(Kutipan Pilihan):
..............................

Bila dibaca ulang buku-buku teks ekonomi yang menjadi rujukan standar dalam berbagai kajian akademis, kita akan paham betapa mazhab pemikiran ekonomi itu sangat bervariasi dalam melihat salah satu masalah kritikal pembangunan: kemiskinan.
Para penganut aliran neoklasik memahami kemiskinan sebagai one-dimensional income shortfall. Mereka berpandangan, yang dijadikan ukuran tunggal kemiskinan adalah kekurangan atau ketiadaan pendapatan karena seseorang tak punya pekerjaan.
Dengan demikian, orang itu tak menghasilkan uang sebagai penghasilan tetap untuk membiayai kehidupan terutama konsumsi dan kebutuhan dasar yang lain. Masih terkait dengan isu ini, disparitas pendapatan di antara kelompok-kelompok masyarakat juga merefleksikan tingkat kemiskinan karena tidak semua orang dapat memperoleh akses ke sumber- sumber ekonomi produktif secara merata.
Karena itu, mazhab pemikiran neoklasik menawarkan solusi tunggal: memacu pertumbuhan ekonomi. Aliran neoklasik—yang melahirkan genre baru pemikiran ekonomi neoliberal—melihat kemiskinan sebagai masalah residual belaka, yang otomatis akan lenyap bila ada pertumbuhan ekonomi yang berlangsung konstan.
Adapun pertumbuhan akan terpacu bila perekonomian bertumpu pada pasar terbuka melalui jalan liberalisasi. Mazhab neoliberal mengusung dua kredo kunci: (1) pasar merupakan mekanisme transaksi ekonomi paling efisien, dan (2) membatasi peran negara pada tingkat paling minimal.
Maka, ekonomi diharapkan dapat tumbuh maksimal melalui berbagai aktivitas bisnis dan perdagangan, sehingga membuka lapangan pekerjaan yang secara alamiah akan mengurangi kemiskinan.
Asimetris
Namun, hal mendasar yang acapkali diabaikan oleh para pengusung mazhab neoliberal adalah kenyataan tidak ada pasar yang sempurna karena dua hal: (1) penguasaan kapital oleh suatu kelompok yang sangat dominan, dan (2) ketidaksetaraan informasi di antara para pelaku pasar.

..............................

(Data yang Diberikan):
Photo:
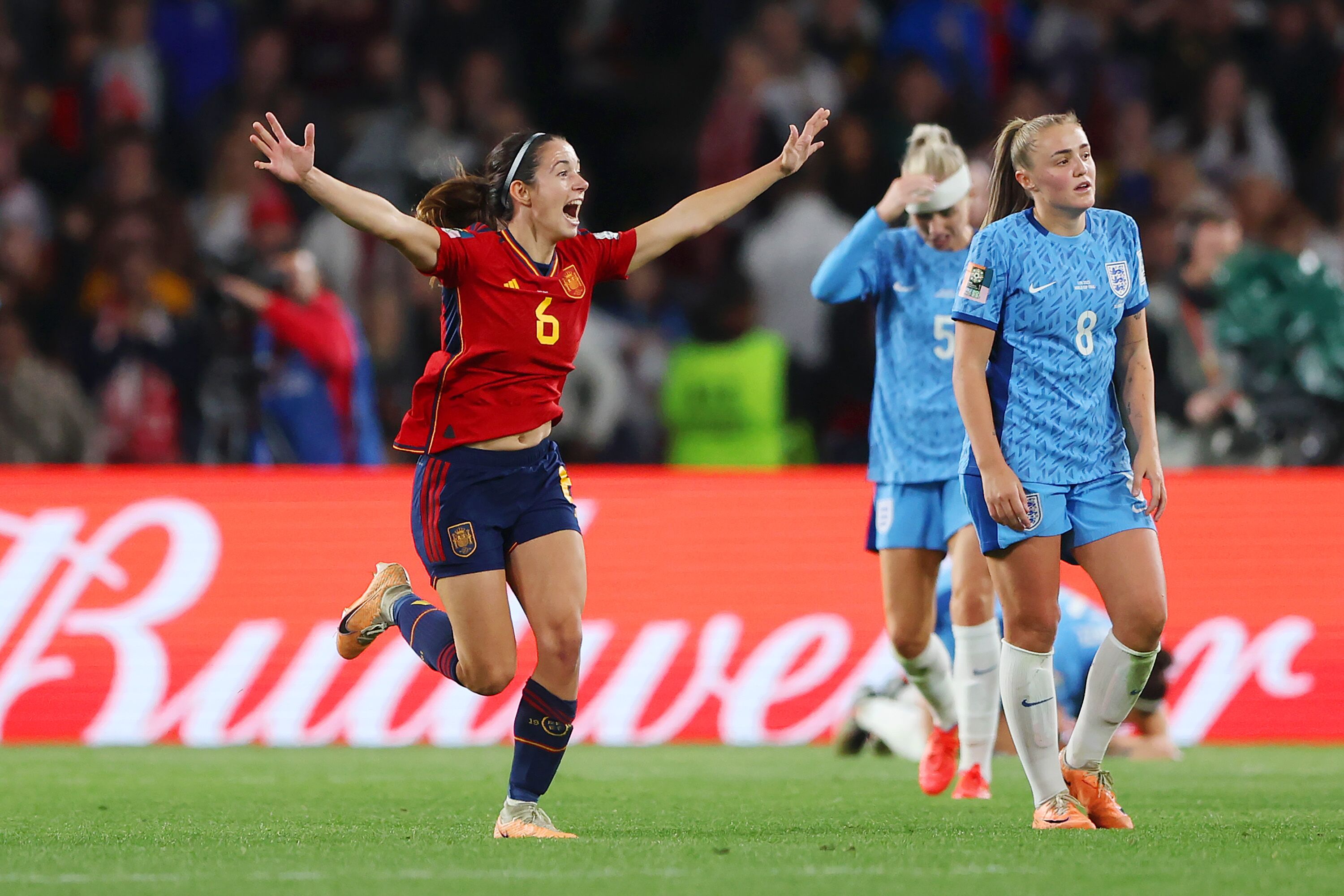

..............................

(Daftar Tugas):
[a] Jelaskan dalam satu sampai tiga kalimat mengapa, menurut kutipan tentang kemiskinan, tidak ada pasar yang sempurna.
[b] Tolong lanjutkan kutipan tentang kemiskinan mulai dari setelah kalimat terakhirnya.

(Hasil Tugas):
[a] Tidak ada pasar yang sempurna karena dua hal. Pertama, kapital dikuasai oleh suatu kelompok yang sangat dominan. Kedua, informasi tidak setara di antara para pelaku pasar.

[b]
Kedua faktor ini melahirkan monopoli oleh sekelompok pemilik modal yang menggenggam informasi, sehingga melahirkan ketimpangan yang berdampak pada ketidakmerataan akses ke sumber daya ekonomi produktif.
Mekanisme pasar tidak selamanya bekerja otomatis berdasarkan prinsip-prinsip efisiensi, yang diagungkan para pemeluk mazhab neoliberal. Struktur pasar mengandung elemen-elemen kekuatan ekonomi-politik yang monopolistik terutama dari korporasi besar.
Kekuatan monopolistik sangat determinan dalam kaitan dengan permintaan dan penawaran, sekaligus penetapan harga barang sehingga pasar bekerja atas kontrol para pemilik modal.
Maka, kritik pun mengalir karena para penganut mazhab neoliberal lebih mengutamakan kebijakan makroekonomi belaka. Mereka cenderung mengabaikan kebijakan sosial terutama yang berkaitan dengan pelayanan publik paling dasar.
Kebijakan untuk kedua sektor ekonomi dan sosial—bahkan diletakkan pada posisi terpisah, yang seolah tak berkaitan satu sama lain. Proses pembuatan kebijakan pun ditempuh dengan pendekatan khas neoklasik: leader-follower hierarchy model.
Model ini menempatkan kebijakan makroekonomi pada posisi terdepan dan determinan, sedangkan kebijakan sosial ditempatkan pada posisi paling ujung untuk mengatasi dampak sosial ikutan.
Model kebijakan inilah yang dianut dan menjadi arus utama di lembaga keuangan internasional, Bank Dunia dan IMF, kemudian diterapkan di banyak negara yang punya ketergantungan finansial pada kedua lembaga itu.
Banyak ahli ekonomi yang menjadi kritikus mazhab neoliberal karena paham pemikiran ini dinilai sangat bias pasar dan menjadikan pasar sebagai jalan tunggal untuk menghapus kemiskinan sekaligus sendi dasar kebijakan makroekonomi.
Para kritikus itu berargumen bahwa ikhtiar mengatasi kemiskinan harus dilakukan dengan memadukan kebijakan makroekonomi dan kebijakan sosial untuk menciptakan sinergi antarsektor pembangunan.
Yang pertama, diarahkan untuk mendorong pertumbuhan dan yang kedua dimaksudkan untuk memberi landasan yang kuat bagi pelayanan sosial dasar (lihat Santosh Mehrotra & Enrique Delamonica, Eliminating Human Poverty: Macroeconomic and Social Policies for Equitable Growth, 2007).
Pengalaman Pahit
Dalam konteks Indonesia, kita punya pengalaman getir saat terjadi krisis ekonomi dahsyat tahun 1997. IMF membuat rekomendasi kebijakan makroekonomi: penutupan 16 bank nasional dan pengucuran dana BLBI untuk menyangga sektor perbankan yang terguncang hebat akibat krisis moneter.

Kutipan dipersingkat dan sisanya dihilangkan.